** INFORMATION SHOWN follows **
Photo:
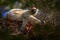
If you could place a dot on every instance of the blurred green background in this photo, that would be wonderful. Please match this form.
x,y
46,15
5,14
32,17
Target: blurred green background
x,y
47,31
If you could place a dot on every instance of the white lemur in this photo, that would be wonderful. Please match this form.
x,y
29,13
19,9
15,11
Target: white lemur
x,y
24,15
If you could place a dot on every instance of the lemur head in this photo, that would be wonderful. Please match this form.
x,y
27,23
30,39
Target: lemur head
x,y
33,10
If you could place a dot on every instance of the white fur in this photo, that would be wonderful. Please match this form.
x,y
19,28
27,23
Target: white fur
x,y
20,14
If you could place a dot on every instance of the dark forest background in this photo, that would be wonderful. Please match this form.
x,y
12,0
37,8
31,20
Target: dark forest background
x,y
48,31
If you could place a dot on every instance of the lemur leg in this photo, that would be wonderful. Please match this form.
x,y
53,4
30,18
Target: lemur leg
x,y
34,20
** End of INFORMATION SHOWN **
** INFORMATION SHOWN follows **
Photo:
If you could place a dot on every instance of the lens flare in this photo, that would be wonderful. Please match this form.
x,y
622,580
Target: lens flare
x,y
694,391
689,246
** End of INFORMATION SHOWN **
> [YOUR INSTRUCTIONS]:
Note how many lines of the listing above contain the string "wonderful", and give that number with nothing added.

> [OUTPUT FOR THIS EXERCISE]:
7